_WORK INSTRUCTIONS_. The response must consist of each line in the listing that has the word "outline" in it.

___

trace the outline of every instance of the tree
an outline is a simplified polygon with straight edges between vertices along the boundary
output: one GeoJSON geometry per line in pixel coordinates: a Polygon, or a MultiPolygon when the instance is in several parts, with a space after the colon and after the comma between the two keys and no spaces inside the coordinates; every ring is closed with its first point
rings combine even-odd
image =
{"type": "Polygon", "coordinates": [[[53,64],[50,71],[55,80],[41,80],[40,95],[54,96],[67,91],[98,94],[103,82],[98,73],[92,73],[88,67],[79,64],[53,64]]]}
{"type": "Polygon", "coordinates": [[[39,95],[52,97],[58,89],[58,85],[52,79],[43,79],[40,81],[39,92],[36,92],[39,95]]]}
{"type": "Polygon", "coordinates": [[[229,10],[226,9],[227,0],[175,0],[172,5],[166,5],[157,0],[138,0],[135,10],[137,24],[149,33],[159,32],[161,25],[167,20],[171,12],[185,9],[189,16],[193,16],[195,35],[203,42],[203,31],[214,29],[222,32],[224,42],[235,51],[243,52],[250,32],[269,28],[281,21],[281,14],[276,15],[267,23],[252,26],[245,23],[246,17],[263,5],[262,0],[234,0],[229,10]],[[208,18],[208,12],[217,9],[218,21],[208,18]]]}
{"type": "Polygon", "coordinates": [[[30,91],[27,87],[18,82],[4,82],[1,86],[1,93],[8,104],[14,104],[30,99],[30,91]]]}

___

_REPLY TO THE EXERCISE_.
trace the outline of every instance of the tree
an outline is a simplified polygon with straight edges between vertices along the boundary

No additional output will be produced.